Compare this with Cyprian: "He [Satan] took away from Man the grace of
immortality which he had first lost himself" (9). The Canaanite,
Babylonian and Assyrian myths of creation say nothing about the
culpable sin of humanity in the beginning. They explain our fallen
world as resulting from unreasonable punishment of man by the gods, or
humanity being caught up in the fallout from some cosmic conflict. It
was the gods and not man who 'fell'. The Biblical account shows Adam
falling from a "very good" state. The myths speak of the gods behaving
immorally, filled with hatred, anger, murder, immorality etc., and they
conceive humanity as descended from them, created from their blood. So
they have no place for a "very good" human personally falling from that
state; for they presuppose that man was created evil and not "very
good". "In Genesis man is created in the image of God; but the
Babylonians created their gods in the image of man... Man,
consequently, was created evil and was evil from his very beginning.
How, then, could he fall? The idea that man fell from a state of moral
perfection does not fit into the system or systems of Babylonian
speculation" (10). Personal disobedience, sin against the one and only
God and creator, thus defacing His image, consequences and
responsibilities arising from that sin... all these things, which find
their unique answer in the Christian Gospel, are simply not even
recognized as the issues in the myths. And the Genesis record is
bringing this out, highlighting what are the real issues, by means of
allusion to these myths.

### [Records in a dataset]
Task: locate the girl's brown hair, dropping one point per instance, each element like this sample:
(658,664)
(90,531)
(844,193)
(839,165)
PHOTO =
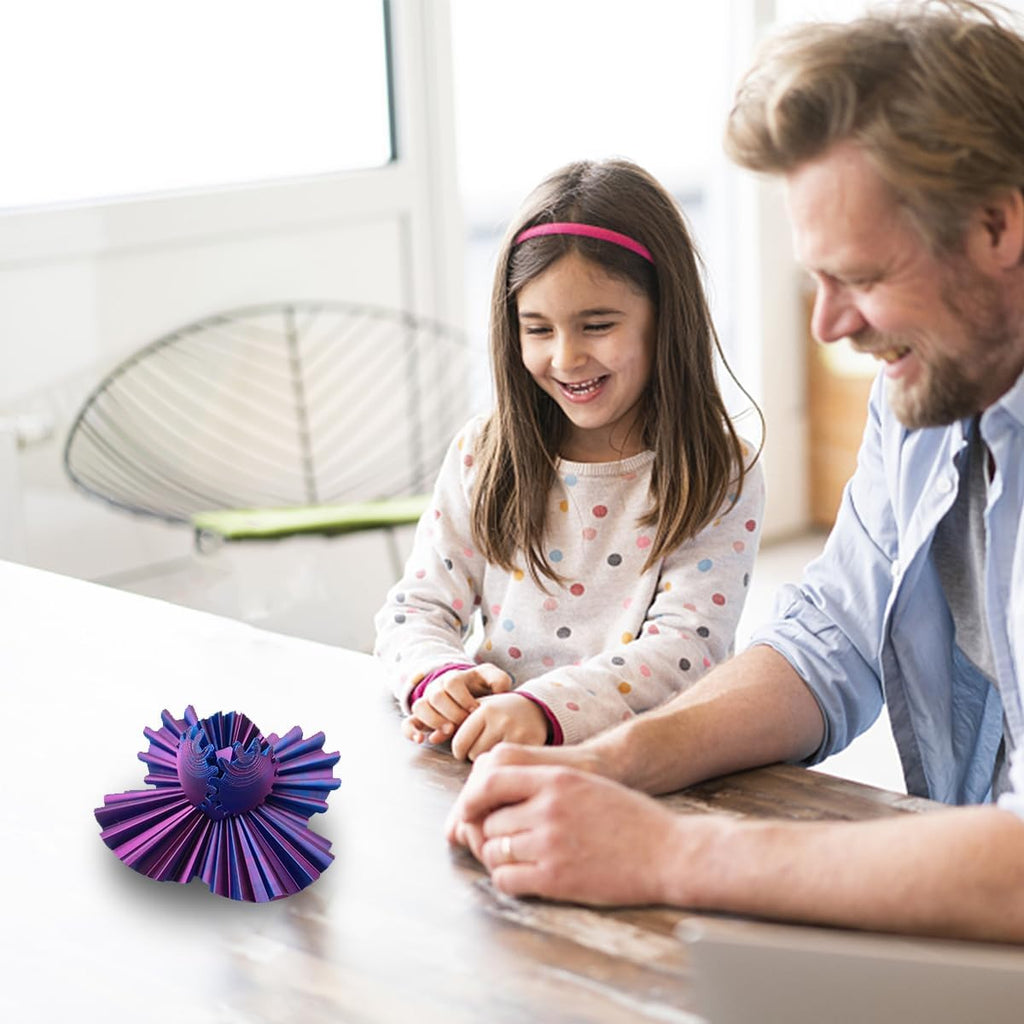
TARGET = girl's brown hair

### [What the task asks]
Decide whether each statement agrees with the excerpt on creation myths, answering yes or no and quoting the words from the excerpt that decide it. 1. The Canaanite, Babylonian and Assyrian myths of creation describe a culpable sin of humanity in the beginning. 2. The myths conceive humanity as created from the blood of the gods. 3. According to the myths, it was man rather than the gods who fell.

### [Exercise solution]
1. No: "The Canaanite, Babylonian and Assyrian myths of creation say nothing about the culpable sin of humanity in the beginning."
2. Yes: "they conceive humanity as descended from them, created from their blood."
3. No: "It was the gods and not man who 'fell'."